THE TASK: From the entries that follow, copy each line in which "railing" appears.

[Stored items]
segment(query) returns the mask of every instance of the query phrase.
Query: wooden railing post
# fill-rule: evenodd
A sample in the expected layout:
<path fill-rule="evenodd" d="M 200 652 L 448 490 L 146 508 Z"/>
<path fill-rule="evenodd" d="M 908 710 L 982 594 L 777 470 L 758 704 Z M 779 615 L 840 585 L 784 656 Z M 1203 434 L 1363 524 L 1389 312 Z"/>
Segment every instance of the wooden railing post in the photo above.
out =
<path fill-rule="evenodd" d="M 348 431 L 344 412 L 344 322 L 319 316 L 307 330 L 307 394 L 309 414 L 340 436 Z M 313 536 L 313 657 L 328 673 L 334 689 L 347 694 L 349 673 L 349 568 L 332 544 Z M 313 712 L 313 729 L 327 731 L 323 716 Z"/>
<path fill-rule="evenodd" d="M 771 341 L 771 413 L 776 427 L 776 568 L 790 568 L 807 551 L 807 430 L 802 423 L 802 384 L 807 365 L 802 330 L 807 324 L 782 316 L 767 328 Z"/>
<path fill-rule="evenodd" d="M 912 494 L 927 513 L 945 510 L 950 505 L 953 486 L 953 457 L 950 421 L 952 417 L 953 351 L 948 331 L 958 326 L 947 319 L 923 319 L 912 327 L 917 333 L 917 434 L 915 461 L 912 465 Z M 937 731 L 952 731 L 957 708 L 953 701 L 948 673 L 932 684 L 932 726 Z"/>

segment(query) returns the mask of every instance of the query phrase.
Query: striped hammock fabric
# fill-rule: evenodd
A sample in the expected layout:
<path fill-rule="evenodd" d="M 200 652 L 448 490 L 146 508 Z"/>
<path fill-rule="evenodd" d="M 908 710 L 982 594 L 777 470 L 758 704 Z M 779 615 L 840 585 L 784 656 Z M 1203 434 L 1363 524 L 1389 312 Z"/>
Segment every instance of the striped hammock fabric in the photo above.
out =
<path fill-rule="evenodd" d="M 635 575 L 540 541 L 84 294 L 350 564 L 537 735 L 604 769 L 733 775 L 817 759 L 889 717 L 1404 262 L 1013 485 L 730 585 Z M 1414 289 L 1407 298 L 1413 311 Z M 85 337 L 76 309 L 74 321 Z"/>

...

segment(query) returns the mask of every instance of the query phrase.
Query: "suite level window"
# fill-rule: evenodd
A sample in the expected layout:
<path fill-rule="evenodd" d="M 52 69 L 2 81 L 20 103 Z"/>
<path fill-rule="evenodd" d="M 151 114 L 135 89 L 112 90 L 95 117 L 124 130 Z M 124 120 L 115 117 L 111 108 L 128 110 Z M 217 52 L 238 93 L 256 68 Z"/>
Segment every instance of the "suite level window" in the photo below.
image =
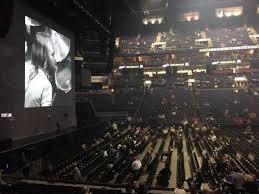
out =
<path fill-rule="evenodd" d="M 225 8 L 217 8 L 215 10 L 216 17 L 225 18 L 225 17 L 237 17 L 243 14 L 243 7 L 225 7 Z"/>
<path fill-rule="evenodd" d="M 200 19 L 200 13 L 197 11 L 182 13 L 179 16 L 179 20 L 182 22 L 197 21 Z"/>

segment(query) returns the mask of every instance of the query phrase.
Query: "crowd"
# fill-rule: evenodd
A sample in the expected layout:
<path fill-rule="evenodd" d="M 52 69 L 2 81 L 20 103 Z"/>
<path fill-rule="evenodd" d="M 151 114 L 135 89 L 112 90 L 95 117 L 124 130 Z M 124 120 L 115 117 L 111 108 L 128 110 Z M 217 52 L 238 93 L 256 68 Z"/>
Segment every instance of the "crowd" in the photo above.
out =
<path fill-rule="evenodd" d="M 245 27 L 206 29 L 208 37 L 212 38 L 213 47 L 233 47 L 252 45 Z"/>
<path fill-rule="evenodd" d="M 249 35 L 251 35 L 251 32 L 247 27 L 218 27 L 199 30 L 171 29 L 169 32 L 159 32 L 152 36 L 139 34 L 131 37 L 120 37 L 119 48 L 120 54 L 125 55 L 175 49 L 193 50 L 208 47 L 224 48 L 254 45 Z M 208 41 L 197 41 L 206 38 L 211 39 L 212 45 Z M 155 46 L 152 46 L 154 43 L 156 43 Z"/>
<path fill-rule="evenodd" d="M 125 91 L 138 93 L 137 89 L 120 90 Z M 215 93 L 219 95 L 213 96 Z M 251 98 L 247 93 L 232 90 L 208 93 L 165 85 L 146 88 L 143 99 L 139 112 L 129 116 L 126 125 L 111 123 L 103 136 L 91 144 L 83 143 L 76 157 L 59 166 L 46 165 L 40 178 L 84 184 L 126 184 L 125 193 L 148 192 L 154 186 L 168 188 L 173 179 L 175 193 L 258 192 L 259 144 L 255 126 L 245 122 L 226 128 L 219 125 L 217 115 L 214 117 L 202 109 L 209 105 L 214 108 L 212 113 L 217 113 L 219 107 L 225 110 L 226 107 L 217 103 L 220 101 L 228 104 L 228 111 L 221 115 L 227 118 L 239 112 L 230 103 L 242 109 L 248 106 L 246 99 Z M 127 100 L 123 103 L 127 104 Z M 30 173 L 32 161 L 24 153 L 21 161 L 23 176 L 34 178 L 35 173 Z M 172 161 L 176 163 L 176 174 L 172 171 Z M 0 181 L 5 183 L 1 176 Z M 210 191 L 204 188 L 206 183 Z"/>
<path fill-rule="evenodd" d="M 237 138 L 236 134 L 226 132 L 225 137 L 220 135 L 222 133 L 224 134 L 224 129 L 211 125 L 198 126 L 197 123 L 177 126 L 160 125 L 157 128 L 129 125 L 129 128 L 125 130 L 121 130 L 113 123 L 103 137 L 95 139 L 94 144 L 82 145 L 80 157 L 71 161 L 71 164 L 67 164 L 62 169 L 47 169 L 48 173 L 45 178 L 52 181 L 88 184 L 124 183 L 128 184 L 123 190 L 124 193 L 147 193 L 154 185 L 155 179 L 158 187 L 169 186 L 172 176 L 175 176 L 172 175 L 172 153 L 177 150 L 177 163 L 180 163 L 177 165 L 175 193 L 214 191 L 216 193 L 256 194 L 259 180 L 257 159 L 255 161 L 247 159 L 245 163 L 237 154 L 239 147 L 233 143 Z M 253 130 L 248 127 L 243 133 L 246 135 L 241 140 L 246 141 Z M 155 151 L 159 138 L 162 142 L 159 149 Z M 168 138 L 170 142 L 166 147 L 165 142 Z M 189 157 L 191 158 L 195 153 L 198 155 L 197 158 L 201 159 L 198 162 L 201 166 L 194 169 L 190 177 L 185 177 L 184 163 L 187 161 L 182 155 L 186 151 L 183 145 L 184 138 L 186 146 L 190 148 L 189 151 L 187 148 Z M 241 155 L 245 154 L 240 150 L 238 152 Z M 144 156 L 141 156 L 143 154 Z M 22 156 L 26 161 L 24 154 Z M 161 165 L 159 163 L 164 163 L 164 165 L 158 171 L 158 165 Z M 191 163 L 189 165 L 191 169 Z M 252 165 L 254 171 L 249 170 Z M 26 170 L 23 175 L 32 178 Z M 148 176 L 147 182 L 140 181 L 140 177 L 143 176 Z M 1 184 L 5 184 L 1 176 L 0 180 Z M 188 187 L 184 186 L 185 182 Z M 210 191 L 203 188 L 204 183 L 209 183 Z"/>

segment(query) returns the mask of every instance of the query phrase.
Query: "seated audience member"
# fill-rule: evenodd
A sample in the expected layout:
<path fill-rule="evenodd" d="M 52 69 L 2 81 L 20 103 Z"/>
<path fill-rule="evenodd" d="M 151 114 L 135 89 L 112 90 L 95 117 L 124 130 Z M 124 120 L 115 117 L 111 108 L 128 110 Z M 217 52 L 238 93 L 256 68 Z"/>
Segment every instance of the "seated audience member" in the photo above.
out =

==

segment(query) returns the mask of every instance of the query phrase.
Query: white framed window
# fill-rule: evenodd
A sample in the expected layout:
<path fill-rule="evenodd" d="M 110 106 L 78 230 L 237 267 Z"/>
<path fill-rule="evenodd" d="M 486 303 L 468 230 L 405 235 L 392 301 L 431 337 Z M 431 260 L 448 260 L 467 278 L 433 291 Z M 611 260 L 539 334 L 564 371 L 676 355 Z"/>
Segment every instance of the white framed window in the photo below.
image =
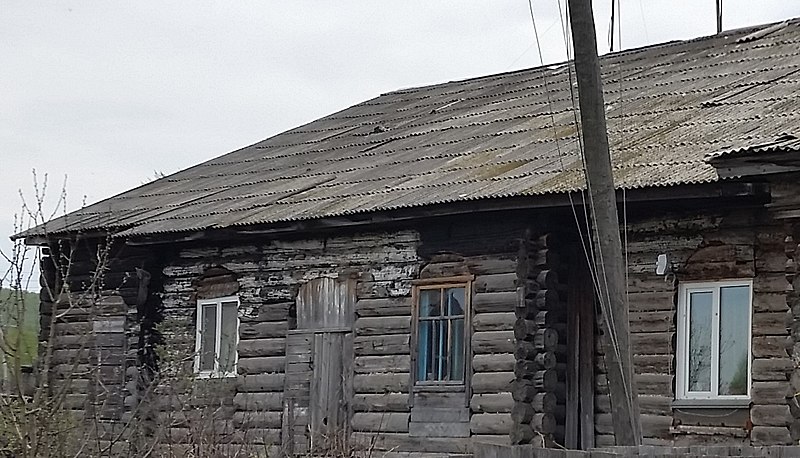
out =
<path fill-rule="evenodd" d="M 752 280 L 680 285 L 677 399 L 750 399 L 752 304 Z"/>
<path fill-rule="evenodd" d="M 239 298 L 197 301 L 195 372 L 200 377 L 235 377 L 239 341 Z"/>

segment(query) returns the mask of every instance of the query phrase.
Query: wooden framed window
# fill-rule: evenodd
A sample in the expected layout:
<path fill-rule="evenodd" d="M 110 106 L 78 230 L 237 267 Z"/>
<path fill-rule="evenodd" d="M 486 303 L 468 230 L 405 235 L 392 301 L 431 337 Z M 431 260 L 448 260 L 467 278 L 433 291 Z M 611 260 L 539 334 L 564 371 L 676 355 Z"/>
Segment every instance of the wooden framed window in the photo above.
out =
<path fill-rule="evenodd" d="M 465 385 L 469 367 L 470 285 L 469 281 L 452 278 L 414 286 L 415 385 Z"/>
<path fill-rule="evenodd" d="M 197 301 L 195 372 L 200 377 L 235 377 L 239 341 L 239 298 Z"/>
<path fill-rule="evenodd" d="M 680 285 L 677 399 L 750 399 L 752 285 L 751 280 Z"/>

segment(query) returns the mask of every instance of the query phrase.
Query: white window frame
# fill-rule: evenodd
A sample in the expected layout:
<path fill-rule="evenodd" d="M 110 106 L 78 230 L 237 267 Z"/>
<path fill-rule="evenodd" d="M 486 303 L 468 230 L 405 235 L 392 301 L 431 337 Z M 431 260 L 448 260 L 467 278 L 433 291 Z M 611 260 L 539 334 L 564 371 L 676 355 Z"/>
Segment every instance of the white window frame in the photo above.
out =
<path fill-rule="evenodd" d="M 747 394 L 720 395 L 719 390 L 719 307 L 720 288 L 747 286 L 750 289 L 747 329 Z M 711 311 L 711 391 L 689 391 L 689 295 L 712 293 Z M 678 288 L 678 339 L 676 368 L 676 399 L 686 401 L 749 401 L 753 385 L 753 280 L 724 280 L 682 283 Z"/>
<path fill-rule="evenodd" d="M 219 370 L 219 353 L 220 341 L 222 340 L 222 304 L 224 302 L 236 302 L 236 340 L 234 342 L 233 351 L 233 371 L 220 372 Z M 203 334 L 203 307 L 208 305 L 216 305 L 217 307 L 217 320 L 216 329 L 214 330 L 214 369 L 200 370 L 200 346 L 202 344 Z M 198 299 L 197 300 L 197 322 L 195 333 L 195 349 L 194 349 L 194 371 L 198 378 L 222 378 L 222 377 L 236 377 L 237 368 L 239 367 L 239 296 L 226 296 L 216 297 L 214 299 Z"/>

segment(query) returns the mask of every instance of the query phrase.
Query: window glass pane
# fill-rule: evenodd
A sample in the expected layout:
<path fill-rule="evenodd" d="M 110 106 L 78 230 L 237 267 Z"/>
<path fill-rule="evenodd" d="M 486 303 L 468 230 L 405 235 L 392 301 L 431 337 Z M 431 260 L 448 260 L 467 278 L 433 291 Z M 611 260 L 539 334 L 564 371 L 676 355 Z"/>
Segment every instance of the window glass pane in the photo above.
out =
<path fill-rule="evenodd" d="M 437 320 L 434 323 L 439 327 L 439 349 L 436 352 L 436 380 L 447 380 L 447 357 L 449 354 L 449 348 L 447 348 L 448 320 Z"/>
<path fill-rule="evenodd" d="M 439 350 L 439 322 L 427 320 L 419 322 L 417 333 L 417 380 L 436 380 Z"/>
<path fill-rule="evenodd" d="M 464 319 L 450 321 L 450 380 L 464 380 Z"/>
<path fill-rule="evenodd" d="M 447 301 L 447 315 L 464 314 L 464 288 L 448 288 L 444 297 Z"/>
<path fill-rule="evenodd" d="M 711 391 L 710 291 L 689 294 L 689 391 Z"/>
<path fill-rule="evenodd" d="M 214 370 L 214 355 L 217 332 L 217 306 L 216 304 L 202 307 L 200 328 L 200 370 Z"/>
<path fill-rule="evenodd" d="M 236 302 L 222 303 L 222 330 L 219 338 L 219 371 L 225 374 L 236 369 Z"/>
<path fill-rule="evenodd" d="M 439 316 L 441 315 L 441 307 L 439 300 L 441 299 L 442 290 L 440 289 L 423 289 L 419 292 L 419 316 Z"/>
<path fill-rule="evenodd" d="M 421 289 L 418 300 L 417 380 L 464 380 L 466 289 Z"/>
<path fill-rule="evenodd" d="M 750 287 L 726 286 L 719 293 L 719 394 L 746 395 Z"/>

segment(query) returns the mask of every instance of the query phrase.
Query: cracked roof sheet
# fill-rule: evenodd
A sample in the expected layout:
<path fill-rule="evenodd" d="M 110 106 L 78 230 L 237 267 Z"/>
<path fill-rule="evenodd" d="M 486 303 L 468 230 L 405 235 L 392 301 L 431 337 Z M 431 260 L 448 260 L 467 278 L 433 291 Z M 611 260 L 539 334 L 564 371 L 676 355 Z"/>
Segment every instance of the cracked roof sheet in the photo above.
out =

EXERCISE OUTPUT:
Query: wooden railing post
Segment every instance of the wooden railing post in the photo above.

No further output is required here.